§ Exercise goal: Swap "Detection Result" for "Box Coordinates" throughout the entries, and leave everything else unchanged.

┌─ Material for the task

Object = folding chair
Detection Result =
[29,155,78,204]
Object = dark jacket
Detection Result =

└─

§ Result:
Object = folding chair
Box Coordinates =
[29,155,78,204]
Object = dark jacket
Box Coordinates =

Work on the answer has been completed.